Point-per-instance localization data:
※
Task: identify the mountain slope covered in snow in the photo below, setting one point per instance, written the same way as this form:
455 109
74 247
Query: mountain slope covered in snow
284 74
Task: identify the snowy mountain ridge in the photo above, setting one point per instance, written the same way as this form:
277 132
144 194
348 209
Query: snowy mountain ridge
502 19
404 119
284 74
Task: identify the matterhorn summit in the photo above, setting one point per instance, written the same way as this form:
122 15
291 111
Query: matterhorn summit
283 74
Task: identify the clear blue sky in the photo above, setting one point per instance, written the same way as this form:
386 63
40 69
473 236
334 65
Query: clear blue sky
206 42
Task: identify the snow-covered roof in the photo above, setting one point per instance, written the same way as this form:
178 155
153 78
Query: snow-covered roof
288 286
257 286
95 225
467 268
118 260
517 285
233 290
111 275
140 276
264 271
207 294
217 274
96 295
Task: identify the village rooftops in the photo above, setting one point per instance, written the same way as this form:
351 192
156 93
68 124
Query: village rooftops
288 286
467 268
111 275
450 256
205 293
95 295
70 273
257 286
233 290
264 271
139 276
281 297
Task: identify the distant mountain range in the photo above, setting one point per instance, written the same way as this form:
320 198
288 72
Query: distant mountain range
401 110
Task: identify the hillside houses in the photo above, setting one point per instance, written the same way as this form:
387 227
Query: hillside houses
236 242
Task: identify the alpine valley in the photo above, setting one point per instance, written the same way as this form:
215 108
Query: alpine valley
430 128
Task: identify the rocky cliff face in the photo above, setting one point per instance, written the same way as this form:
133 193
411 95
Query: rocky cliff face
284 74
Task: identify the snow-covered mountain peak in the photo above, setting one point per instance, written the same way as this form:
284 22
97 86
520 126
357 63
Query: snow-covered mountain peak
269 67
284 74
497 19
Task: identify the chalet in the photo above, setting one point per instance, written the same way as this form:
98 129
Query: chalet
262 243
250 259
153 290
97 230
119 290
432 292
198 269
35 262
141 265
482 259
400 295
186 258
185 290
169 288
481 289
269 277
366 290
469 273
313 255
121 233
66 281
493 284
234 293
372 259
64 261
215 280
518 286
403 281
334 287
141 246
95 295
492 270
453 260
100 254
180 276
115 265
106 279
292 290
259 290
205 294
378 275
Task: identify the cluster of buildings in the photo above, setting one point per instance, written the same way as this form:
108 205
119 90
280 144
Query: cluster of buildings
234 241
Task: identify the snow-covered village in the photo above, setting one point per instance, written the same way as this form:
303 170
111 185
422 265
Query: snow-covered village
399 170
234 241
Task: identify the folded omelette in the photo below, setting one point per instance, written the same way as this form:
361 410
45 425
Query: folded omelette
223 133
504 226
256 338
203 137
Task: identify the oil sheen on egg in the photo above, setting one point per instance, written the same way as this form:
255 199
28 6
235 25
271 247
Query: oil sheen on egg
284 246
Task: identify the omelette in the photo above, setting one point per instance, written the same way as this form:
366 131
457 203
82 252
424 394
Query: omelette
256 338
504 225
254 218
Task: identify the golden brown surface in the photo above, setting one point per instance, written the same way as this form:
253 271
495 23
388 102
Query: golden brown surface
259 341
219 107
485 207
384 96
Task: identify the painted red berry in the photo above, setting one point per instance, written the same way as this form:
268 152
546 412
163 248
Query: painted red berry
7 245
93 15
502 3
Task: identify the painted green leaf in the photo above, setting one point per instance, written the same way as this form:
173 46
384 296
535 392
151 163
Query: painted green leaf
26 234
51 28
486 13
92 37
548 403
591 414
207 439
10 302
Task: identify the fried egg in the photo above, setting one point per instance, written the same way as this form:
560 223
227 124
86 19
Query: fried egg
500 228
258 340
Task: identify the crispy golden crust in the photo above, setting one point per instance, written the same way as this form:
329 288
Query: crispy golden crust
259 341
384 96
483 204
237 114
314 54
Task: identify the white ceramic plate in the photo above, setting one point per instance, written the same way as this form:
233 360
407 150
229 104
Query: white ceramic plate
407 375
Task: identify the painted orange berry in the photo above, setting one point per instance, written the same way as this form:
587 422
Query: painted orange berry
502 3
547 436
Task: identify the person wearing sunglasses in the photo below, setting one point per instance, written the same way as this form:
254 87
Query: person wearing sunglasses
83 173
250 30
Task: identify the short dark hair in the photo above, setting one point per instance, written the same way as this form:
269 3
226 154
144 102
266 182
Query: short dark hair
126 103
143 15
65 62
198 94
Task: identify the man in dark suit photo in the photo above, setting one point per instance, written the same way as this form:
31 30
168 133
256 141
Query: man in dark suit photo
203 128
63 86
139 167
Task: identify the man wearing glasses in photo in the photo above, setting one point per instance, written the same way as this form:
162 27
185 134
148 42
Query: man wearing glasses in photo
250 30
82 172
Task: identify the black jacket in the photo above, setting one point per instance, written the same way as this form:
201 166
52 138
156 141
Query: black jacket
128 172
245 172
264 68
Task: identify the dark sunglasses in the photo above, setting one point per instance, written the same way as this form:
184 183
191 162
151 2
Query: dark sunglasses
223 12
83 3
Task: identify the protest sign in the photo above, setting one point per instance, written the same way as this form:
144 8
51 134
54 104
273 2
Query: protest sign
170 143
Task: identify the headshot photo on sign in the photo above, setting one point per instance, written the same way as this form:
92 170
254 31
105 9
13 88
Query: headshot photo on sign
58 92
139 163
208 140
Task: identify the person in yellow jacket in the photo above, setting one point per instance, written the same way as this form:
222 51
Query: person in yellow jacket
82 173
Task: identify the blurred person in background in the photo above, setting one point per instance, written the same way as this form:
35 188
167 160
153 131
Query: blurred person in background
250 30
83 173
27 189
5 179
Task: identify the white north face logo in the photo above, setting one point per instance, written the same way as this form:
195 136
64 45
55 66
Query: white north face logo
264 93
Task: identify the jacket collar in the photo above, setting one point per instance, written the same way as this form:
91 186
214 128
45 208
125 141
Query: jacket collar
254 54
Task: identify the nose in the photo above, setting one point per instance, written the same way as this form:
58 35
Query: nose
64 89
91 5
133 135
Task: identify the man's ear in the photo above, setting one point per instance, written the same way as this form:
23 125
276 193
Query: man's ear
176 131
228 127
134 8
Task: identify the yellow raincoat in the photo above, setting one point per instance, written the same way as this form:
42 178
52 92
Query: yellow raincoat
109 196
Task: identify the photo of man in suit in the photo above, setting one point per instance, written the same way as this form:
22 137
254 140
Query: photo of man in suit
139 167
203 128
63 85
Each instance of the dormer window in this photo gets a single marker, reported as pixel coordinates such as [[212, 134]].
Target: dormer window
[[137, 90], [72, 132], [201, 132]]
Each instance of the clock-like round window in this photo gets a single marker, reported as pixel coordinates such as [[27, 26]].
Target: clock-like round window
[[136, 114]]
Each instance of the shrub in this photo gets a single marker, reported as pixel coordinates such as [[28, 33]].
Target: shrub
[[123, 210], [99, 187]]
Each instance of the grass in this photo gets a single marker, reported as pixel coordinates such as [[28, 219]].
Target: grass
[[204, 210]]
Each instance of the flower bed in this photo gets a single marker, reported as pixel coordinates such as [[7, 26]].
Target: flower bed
※
WHAT YOU HAVE TO DO: Each of the entries must be set down again exactly.

SOLUTION TO THIS PROBLEM:
Task: identify the mountain slope covered in snow in the photo below, setting one point per instance, written the same way as this form:
455 109
74 247
Query: mountain slope covered in snow
284 74
Task: identify the snowy mountain ridge in the photo above, setting one point per instance, written the same way as this form:
277 132
144 194
348 209
Query: snowy mountain ridge
502 19
404 119
284 74
Task: identify the matterhorn summit in the photo above, setting one point per instance, written the same way as this form:
122 15
291 111
Query: matterhorn summit
283 74
Task: identify the clear blue sky in the photo above, setting one point per instance, written the same way as this form:
386 63
40 69
473 236
334 65
Query: clear blue sky
206 42
Task: identify the snow-covered roof in the photo above, setting one point per instance, written the same way as this form:
178 155
153 78
Query: snow-covered roof
288 286
257 286
95 225
467 268
118 260
517 285
233 290
111 275
140 276
264 271
207 294
217 274
96 295
Task: identify the village rooftops in the photo above, setting one point per instance, written the same way as this form:
351 192
156 93
68 124
Query: village rooftops
288 286
467 268
111 275
450 256
205 293
95 295
70 273
257 286
233 290
264 271
139 276
281 297
Task: identify the distant mountain range in the photo above, setting one point per instance, written the same way as this form:
320 198
288 72
Query: distant mountain range
401 110
Task: identify the hillside houses in the photo above, setting one point per instance, written the same way as this form:
387 227
Query: hillside houses
236 242
Task: identify the alpine valley in the photo above, setting one point per instance, written the same way as this form:
215 108
Query: alpine valley
430 128
Task: identify the rocky cliff face in the photo above, setting one point per instance, written the same way as this form:
133 193
411 95
Query: rocky cliff face
284 74
Task: identify the snow-covered mountain peak in the photo above, setting one point per instance, written the same way as this form:
284 22
97 86
520 126
357 63
Query: snow-covered mountain peak
269 67
284 74
497 19
Task: identify the chalet in the photo above, setting one point per instance, written the same way as this form:
98 129
Query: chalet
262 243
250 259
153 290
97 230
119 290
432 292
198 269
35 262
141 265
482 259
400 295
186 258
185 290
169 288
481 289
269 277
366 290
469 273
313 255
121 233
66 281
493 284
234 293
372 259
64 261
215 280
518 286
403 281
334 287
141 246
95 295
492 270
453 260
100 254
180 276
115 265
106 279
292 290
259 290
205 294
378 275
Task: identify the cluster of buildings in the photo above, setting one point per instance, written the same way as this form:
108 205
119 90
280 144
Query: cluster of buildings
234 241
Task: identify the snow-covered village in the photo above, setting one point per instance, written the same way as this form:
303 170
111 185
422 265
Query: snow-covered village
399 170
234 241
Task: identify the folded omelette in the photo below, setting one point per instance, written the same way as this form:
361 410
45 425
Query: folded omelette
223 133
504 226
256 338
203 137
Task: identify the oil sheen on egg in the photo above, setting one point per instance, written the same way as this form:
255 199
28 6
235 25
271 247
Query: oil sheen on egg
284 246
Task: identify the omelette in the photo above, setting one point per instance, written the same way as this form:
366 131
457 203
82 252
424 394
Query: omelette
256 338
504 225
254 218
Task: identify the golden brown surface in the photo above, setting one point per instance, written the same way as this form:
253 271
495 23
388 102
Query: golden brown surface
259 341
219 107
485 207
384 96
Task: identify the painted red berry in the photo above, setting one point per instance, written the same way as this form:
268 152
546 412
163 248
Query: painted red berry
7 245
93 15
502 3
Task: identify the painted green leaf in the photo above, setting one point per instance, written the same way as this form:
173 46
384 296
535 392
151 163
Query: painted green leaf
26 234
51 28
486 13
92 37
548 403
591 414
207 439
10 302
Task: identify the fried egg in the photo above, setting one point per instance, written the same way as this form:
560 223
227 124
86 19
Query: fried egg
500 228
258 340
Task: identify the crispy golden crust in the photo above, setting one point per instance, written the same way as this form:
329 288
Query: crispy golden crust
259 341
384 96
483 204
237 114
314 54
Task: identify the white ceramic plate in the photo above, setting one point per instance, written the same way as this form:
233 360
407 150
229 104
Query: white ceramic plate
407 375
Task: identify the painted orange berry in the photo above, setting one point per instance, written the same way as this form:
587 422
Query: painted orange berry
502 3
547 436
Task: identify the person wearing sunglasses in the photo below, setting one point per instance, written the same way as this form:
254 87
Query: person wearing sunglasses
83 173
250 30
Task: identify the short dark hair in the photo above, setting one point per instance, written the same way as this form:
269 3
226 154
144 102
266 182
Query: short dark hair
126 103
143 15
65 62
198 94
Task: identify the man in dark suit photo in the photo above, setting one point per instance, written the same way as this form:
31 30
168 133
256 141
Query: man in dark suit photo
203 128
63 86
139 167
Task: identify the man wearing glasses in photo in the photo above, setting one point per instance, written the same way as this form:
162 27
185 134
148 42
Query: man wearing glasses in photo
250 30
82 172
Task: identify the black jacket in the photo above, setting one point per instance, written the same way as this form:
201 166
52 138
156 141
Query: black jacket
128 172
245 172
264 68
Task: identify the dark sunglasses in the photo above, setting one point per instance, written the same way as this form:
184 183
191 162
151 2
Query: dark sunglasses
223 12
83 3
Task: identify the protest sign in the photo above, setting one point per instance, written the same way as this form:
144 8
51 134
54 104
273 2
Query: protest sign
170 143
Task: identify the headshot photo on sign in the photo above, setting one point per instance, written the same way as this form:
92 170
254 31
105 9
13 88
Query: headshot photo on sign
58 92
139 163
208 140
Task: identify the person in yellow jacket in the photo above, setting one point per instance, written the same way as this form:
222 51
Query: person in yellow jacket
82 173
Task: identify the blurred person in background in the photo above, setting one point per instance, written the same way as this form:
35 188
167 160
153 131
Query: blurred person in background
250 30
83 173
27 189
5 179
Task: identify the white north face logo in the photo above, setting one point per instance, written the same way as this form:
195 136
64 45
55 66
Query: white north face logo
264 93
Task: identify the jacket collar in the photo above, setting one point per instance, written the same way as this form:
91 186
214 128
45 208
125 141
Query: jacket collar
254 54
Task: identify the nose in the photo above, setting one point per instance, written the same way as this form:
58 35
Query: nose
64 89
91 5
133 135
Task: identify the man's ear in the photo above, setting one point per instance, written the same way as this form:
23 125
276 193
Query: man's ear
176 131
228 127
134 8
Task: identify the yellow raincoat in the photo above, setting one point per instance, written the same way as this form:
42 178
52 92
Query: yellow raincoat
109 196
Task: identify the photo of man in suit in the photo above, setting one point per instance, written the same way as this form:
22 137
254 140
Query: photo of man in suit
139 167
203 128
63 85
Each instance of the dormer window in this photo gets a single marker, reported as pixel coordinates such as [[212, 134]].
Target: dormer window
[[137, 90], [72, 132], [201, 132]]
Each instance of the clock-like round window in this photo gets a single marker, reported as pixel coordinates such as [[27, 26]].
Target: clock-like round window
[[136, 114]]
Each instance of the shrub in this photo gets a single marker, reported as pixel coordinates such as [[28, 33]].
Target: shrub
[[123, 210], [99, 187]]
Each instance of the grass in this photo gets a single marker, reported as pixel coordinates such as [[28, 219]].
Target: grass
[[204, 210]]
Each instance of the flower bed in this photo gets a single marker, reported as pixel coordinates such as [[7, 26]].
Target: flower bed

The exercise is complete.